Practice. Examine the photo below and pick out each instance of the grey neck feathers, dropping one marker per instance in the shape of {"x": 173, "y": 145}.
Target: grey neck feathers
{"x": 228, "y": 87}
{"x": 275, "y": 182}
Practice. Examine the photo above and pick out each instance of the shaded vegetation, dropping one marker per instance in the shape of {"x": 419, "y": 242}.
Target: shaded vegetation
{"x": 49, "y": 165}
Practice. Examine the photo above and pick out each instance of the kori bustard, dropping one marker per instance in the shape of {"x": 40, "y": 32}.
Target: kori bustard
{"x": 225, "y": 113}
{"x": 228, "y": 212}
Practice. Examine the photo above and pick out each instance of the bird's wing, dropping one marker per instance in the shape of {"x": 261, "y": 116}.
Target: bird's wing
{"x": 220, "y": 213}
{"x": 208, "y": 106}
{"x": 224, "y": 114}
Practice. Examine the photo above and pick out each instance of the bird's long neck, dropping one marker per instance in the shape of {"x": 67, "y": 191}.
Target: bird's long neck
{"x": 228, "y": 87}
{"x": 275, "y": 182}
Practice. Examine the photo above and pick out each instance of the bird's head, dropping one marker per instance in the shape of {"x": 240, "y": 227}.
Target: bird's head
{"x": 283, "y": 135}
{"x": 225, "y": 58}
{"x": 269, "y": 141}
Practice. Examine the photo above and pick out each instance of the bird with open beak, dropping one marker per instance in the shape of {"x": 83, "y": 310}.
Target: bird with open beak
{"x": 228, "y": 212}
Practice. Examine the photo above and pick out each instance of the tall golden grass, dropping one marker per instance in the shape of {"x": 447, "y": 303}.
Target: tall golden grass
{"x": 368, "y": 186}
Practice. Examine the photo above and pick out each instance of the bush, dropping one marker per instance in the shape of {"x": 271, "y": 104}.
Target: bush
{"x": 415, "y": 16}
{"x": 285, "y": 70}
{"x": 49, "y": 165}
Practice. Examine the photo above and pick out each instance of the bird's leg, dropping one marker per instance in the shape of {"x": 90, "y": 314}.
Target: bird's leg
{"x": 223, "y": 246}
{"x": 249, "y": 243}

------------

Convert the part of the records that opens with the line containing "the bird's long" and continues through the end of the records into a numbered list, leaving out any blank lines.

1. Practice. Examine the photo above and pick out each instance of the bird's long neck, dropping one marker per instance in the shape of {"x": 67, "y": 191}.
2. Target: bird's long neck
3. {"x": 228, "y": 87}
4. {"x": 275, "y": 182}
5. Practice. Examine the photo above and pick out each instance of the bird's head, dropping one marker per instance in the shape of {"x": 240, "y": 227}.
6. Target: bird's head
7. {"x": 283, "y": 135}
8. {"x": 225, "y": 58}
9. {"x": 269, "y": 141}
10. Practice. Examine the photo above and pick out each instance of the bird with open beak, dropping one marker per instance in the shape of {"x": 83, "y": 310}.
11. Target: bird with open beak
12. {"x": 228, "y": 212}
13. Practice. Examine the photo above and pick out each instance of the tall golden grass, dropping one marker per instance in the shape of {"x": 447, "y": 303}.
14. Target: tall golden grass
15. {"x": 368, "y": 186}
16. Practice. Examine the photo above and pick out each instance of the bush, dropping one marker per instance in the shape of {"x": 271, "y": 104}.
17. Target: bush
18. {"x": 415, "y": 16}
19. {"x": 285, "y": 70}
20. {"x": 49, "y": 165}
21. Practice. Examine the photo above and pick out each instance of the bird's leg, dropping one marker per instance in the shape of {"x": 90, "y": 314}.
22. Target: bird's leg
23. {"x": 223, "y": 246}
24. {"x": 249, "y": 243}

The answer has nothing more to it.